New Corporate Law Changes Effective 6 May 2026 – What Directors and Companies Need to Know
May 4
2 min read
Selected provisions of the Corporate and Accounting Laws (Amendment) Act 2025 will come into force on 6 May 2026, introducing important changes that directly affect directors, shareholders and companies in Singapore.
Key changes include:
1. Heavier penalties for directors
Directors who breach their statutory duties (including failures to act in the company’s best interests or exercise reasonable diligence) now face significantly higher exposure:
(a) Maximum fines increased to S$20,000 (from S$5,000); and
(b) For serious offences, imprisonment of up to 12 months, in addition to fines.
2. Broader director disqualification grounds
Directors convicted of money laundering offences under Singapore law will be disqualified from acting as directors, strengthening Singapore’s antimoney laundering framework.

STATED EXERCISE A: Identify each line of the listing that contains the string "lantern", and copy those lines.
The corporate law article and the listing are unrelated material.

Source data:
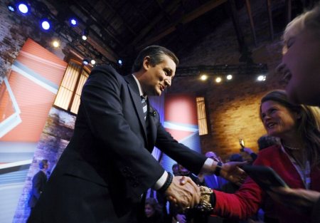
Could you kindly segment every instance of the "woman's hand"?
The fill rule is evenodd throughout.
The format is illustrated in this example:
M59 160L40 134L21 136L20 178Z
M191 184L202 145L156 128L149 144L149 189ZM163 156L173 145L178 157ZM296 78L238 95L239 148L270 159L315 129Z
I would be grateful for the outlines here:
M229 162L223 163L220 175L238 186L240 186L247 178L245 172L239 167L247 164L247 162Z

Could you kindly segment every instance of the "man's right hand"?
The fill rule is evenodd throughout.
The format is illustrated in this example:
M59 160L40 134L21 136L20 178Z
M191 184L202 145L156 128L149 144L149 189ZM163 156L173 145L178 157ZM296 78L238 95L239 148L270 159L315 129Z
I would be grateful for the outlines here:
M200 202L198 187L190 177L185 176L174 177L164 195L170 202L181 209L193 207Z

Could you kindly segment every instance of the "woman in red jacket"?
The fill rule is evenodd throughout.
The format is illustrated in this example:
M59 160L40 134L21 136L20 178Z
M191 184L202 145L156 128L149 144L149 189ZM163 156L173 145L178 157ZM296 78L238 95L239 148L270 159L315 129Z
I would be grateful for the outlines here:
M291 188L320 191L319 108L292 104L284 91L274 90L261 100L260 118L282 143L260 151L253 165L271 167ZM245 219L271 202L265 222L310 222L310 214L272 201L250 177L235 194L213 190L211 197L213 213L223 217Z

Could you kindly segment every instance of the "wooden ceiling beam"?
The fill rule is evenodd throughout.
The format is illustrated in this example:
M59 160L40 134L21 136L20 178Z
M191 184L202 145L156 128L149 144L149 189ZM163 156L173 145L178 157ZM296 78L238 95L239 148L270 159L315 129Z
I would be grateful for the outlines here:
M171 2L171 4L166 8L166 11L171 11L176 9L181 0L174 0ZM134 41L130 43L132 46L136 45L139 41L140 41L154 27L154 26L159 22L164 15L161 14L158 14L151 21L149 22L149 26L144 28L139 31L139 34L137 36Z
M251 32L252 33L253 41L255 42L255 46L257 46L257 37L255 36L255 24L253 23L252 14L251 12L251 5L250 0L245 0L245 7L247 8L247 16L249 16L249 20L250 21Z
M226 1L227 0L211 0L208 1L207 3L203 4L193 11L181 17L179 19L178 19L177 21L168 25L166 28L161 30L155 36L153 36L146 40L144 40L144 42L139 45L137 48L139 49L144 46L152 44L153 43L161 39L163 37L174 31L176 29L176 26L178 24L187 24Z
M273 20L272 20L272 11L271 10L271 1L270 0L266 0L267 9L268 11L268 19L269 19L269 29L270 31L270 39L273 41L274 38L274 32L273 31Z
M286 21L287 24L289 24L291 21L292 16L291 13L292 11L291 0L286 0L285 5L286 5Z

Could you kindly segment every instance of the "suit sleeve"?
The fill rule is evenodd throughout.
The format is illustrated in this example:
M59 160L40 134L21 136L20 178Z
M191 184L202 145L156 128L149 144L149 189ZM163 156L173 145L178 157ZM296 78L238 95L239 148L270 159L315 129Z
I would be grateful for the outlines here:
M106 150L111 150L109 154L117 160L125 177L132 178L128 171L133 173L137 180L132 190L136 195L140 195L154 185L164 170L144 148L144 142L132 132L124 117L122 97L129 95L122 95L122 88L127 86L121 78L110 68L92 71L82 89L81 106L92 134ZM134 115L134 110L132 113Z

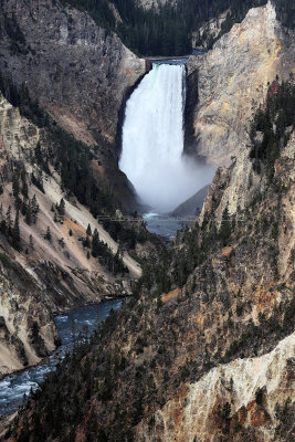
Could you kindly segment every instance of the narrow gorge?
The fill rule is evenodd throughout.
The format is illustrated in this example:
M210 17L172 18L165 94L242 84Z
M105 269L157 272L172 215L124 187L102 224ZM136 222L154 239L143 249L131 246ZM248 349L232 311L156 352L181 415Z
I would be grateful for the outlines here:
M198 4L0 4L1 442L295 440L294 6Z

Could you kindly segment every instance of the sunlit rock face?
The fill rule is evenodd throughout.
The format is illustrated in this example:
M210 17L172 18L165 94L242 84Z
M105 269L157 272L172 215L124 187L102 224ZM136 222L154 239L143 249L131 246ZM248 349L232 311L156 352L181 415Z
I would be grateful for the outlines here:
M294 351L295 334L264 356L212 369L155 414L154 431L146 422L139 424L137 441L218 441L226 430L225 403L235 417L228 425L236 428L235 439L226 440L281 441L275 427L281 423L278 410L288 398L294 400Z
M18 30L14 34L7 32L11 23ZM95 168L97 179L112 182L118 200L133 206L126 177L117 167L117 134L123 103L145 74L145 60L88 14L59 2L2 2L0 29L2 76L19 91L25 85L59 125L96 146L102 162L99 170Z
M231 213L244 208L262 186L249 159L250 122L264 103L267 83L276 75L287 80L294 71L294 33L281 25L268 2L251 9L207 54L190 56L185 149L217 166L235 165L217 208L219 219L226 206Z
M191 55L188 90L196 90L198 75L198 91L188 109L193 134L186 149L219 166L241 155L253 106L264 101L267 82L294 71L294 33L281 25L268 2L251 9L207 54Z

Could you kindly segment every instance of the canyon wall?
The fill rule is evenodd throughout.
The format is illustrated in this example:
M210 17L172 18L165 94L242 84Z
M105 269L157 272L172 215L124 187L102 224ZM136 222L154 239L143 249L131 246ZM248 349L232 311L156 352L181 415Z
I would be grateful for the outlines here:
M1 3L0 72L28 87L59 125L97 146L102 182L115 183L126 206L133 194L117 168L122 105L145 74L146 62L85 12L49 0Z
M294 33L282 27L268 2L251 9L211 51L191 55L186 112L192 131L187 128L187 152L215 166L242 155L250 143L249 122L265 98L267 82L276 75L288 78L294 51Z

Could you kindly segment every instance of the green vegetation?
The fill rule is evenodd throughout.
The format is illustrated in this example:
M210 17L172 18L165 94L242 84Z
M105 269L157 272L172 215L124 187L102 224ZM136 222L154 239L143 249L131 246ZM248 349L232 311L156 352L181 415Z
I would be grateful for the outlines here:
M265 105L257 108L251 124L250 137L253 147L250 158L256 172L265 169L268 182L274 176L274 165L280 158L281 149L286 146L295 124L295 82L291 74L287 82L274 81L267 92ZM261 134L262 140L257 139ZM274 231L275 235L275 231Z

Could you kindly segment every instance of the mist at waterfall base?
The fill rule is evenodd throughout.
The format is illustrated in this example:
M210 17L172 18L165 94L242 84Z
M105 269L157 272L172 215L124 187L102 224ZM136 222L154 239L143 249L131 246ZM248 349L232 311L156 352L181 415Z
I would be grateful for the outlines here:
M126 105L119 168L157 213L170 212L213 176L183 156L185 81L183 64L154 64Z

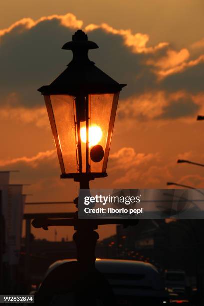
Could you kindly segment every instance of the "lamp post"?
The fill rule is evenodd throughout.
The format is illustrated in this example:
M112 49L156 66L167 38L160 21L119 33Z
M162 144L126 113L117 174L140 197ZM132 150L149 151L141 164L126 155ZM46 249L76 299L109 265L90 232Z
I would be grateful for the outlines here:
M50 85L38 90L44 96L62 170L62 178L90 189L90 182L108 176L106 168L120 92L120 84L98 68L88 57L96 44L81 30L62 49L71 50L73 59ZM78 198L74 200L76 208ZM98 225L134 225L135 220L36 219L32 225L47 230L50 226L74 226L74 236L81 270L94 266Z

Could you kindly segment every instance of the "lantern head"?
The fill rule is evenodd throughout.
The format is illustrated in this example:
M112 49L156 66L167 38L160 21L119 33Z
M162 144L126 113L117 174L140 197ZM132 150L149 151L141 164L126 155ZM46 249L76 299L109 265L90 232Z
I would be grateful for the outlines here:
M98 47L81 30L62 49L73 59L52 84L38 90L43 96L61 167L62 178L106 174L120 92L114 81L88 58Z

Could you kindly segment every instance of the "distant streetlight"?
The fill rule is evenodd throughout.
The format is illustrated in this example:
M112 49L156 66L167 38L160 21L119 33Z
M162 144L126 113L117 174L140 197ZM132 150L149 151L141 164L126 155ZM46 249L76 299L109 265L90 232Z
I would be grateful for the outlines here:
M198 192L200 192L202 194L204 195L204 194L203 192L202 192L202 191L199 190L199 189L196 189L194 187L192 187L192 186L186 186L186 185L182 185L182 184L178 184L177 183L172 182L168 182L166 183L166 185L168 186L178 186L179 187L184 187L184 188L187 188L188 189L194 189Z
M44 96L62 170L62 178L72 178L80 189L90 189L90 182L108 176L106 168L120 84L95 66L88 57L97 49L81 30L62 49L71 50L73 59L68 68L48 86L38 91ZM78 208L78 198L74 200ZM74 226L78 260L83 270L94 266L99 224L132 224L130 220L64 220L36 219L36 228L56 225ZM138 221L134 220L134 224ZM86 282L88 284L88 282ZM83 282L83 286L86 286Z
M204 164L198 164L198 162L190 162L190 160L178 160L177 161L178 164L194 164L200 167L204 167Z

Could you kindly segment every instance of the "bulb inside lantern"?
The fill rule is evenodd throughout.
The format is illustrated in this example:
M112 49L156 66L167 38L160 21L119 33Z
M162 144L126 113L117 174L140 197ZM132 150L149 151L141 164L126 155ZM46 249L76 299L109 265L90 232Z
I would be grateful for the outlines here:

STATED EXERCISE B: Rewrite the part of the corporate law article that opens with the words containing "2. Broader director" and closes with "antimoney laundering framework.", changing "disqualified" to "barred".

EXPECTED ANSWER A:
Could you kindly segment every instance of the "lantern head"?
Could you kindly segment every instance of the "bulb inside lantern"?

EXPECTED ANSWER B:
2. Broader director disqualification grounds
Directors convicted of money laundering offences under Singapore law will be barred from acting as directors, strengthening Singapore’s antimoney laundering framework.